__Texte à lire__:
+--

Le mouvement ou l’histoire des droits civiques
Un historien des droits civiques
Peu connu dans nos belles contrées francophones, Thomas C. Holt est un spécialiste de l’histoire des africains-américains et y a consacré l’essentiel de sa vie de chercheur tout en enseignant à l’université de Chicago. Il propose ici une histoire du mouvement des droits civiques, mais vu d’en bas, afin de mettre les « anonymes », tous ceux qui ont milité et fait vivre ce mouvement.
Un mouvement qui vient de loin
Holt insiste ici sur les racines du mouvement. On découvre ici que Rosa Parks a eu une devancière au XIXe siècle, Elisabeth Jennings, qui fut expulsée d’un tramway à New York parce que noire. Le boycott fut utilisé aussi dans les villes du Sud par des associations noires entre 1900 et 1906 pour lutter contre les discriminations et la ségrégation (c’est ce qui va amener le développement de la NAACP). Des méthodes qui seront utilisées avec brio dans les années 50 et qui ici n’aboutissent pas. Les mentalités ne sont pas prêtes alors que cela change petit à petit au milieu du XXe siècle, grâce aux deux guerres mondiales, à l’effet moral de la lutte contre le nazisme (notons que Truman décide après 1945 de dé-ségréguer l’armée) et à l’urbanisation des villes du Sud, particulièrement dans les états proches du Nord. L’essor économique, réel, aide à une prise de conscience, y compris chez les blancs.

+--

__Jeu de données__:
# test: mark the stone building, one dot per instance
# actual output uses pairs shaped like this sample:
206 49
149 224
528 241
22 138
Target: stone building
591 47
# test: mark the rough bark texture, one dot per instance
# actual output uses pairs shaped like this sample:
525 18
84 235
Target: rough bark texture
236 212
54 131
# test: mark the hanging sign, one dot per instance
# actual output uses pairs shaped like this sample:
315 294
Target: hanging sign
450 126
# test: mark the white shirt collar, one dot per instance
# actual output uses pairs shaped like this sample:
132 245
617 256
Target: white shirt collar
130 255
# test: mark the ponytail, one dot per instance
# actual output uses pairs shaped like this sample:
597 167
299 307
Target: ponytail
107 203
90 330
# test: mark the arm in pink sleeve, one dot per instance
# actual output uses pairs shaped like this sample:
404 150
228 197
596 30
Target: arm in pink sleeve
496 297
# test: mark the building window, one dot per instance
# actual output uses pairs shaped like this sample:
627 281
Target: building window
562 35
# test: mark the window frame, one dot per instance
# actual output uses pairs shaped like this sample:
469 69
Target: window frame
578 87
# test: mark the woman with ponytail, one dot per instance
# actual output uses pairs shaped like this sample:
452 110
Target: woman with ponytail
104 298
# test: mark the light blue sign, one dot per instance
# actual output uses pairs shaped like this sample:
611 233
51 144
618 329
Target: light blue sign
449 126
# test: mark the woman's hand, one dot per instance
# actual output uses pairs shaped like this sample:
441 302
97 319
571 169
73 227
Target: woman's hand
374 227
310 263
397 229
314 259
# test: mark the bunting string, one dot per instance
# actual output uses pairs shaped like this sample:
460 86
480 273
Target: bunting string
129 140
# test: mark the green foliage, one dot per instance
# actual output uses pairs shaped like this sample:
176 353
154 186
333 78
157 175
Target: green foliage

+--

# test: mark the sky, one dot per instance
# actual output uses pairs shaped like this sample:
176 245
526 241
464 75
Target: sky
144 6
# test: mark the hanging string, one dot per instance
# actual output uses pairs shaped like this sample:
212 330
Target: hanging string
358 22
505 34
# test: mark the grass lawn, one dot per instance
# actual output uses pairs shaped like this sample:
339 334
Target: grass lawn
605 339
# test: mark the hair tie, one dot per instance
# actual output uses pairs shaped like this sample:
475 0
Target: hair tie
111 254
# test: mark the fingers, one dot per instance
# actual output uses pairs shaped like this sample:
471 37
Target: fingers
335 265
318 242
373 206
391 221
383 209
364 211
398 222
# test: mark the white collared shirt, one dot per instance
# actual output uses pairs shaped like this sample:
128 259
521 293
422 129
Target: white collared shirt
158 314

+--

__Consigne A__: D'après le texte sur les droits civiques, que décide Truman après 1945 ?
__Consigne B__: Recopiez, dans le texte sur les droits civiques, le passage allant de « Le mouvement ou » jusqu'à « vivre ce mouvement. ».
Appuyez-vous uniquement sur le texte pour répondre.

__Réponse attendue A__: Il décide de dé-ségréguer l'armée.

__Réponse attendue B__:
Le mouvement ou l’histoire des droits civiques
Un historien des droits civiques
Peu connu dans nos belles contrées francophones, Thomas C. Holt est un spécialiste de l’histoire des africains-américains et y a consacré l’essentiel de sa vie de chercheur tout en enseignant à l’université de Chicago. Il propose ici une histoire du mouvement des droits civiques, mais vu d’en bas, afin de mettre les « anonymes », tous ceux qui ont milité et fait vivre ce mouvement.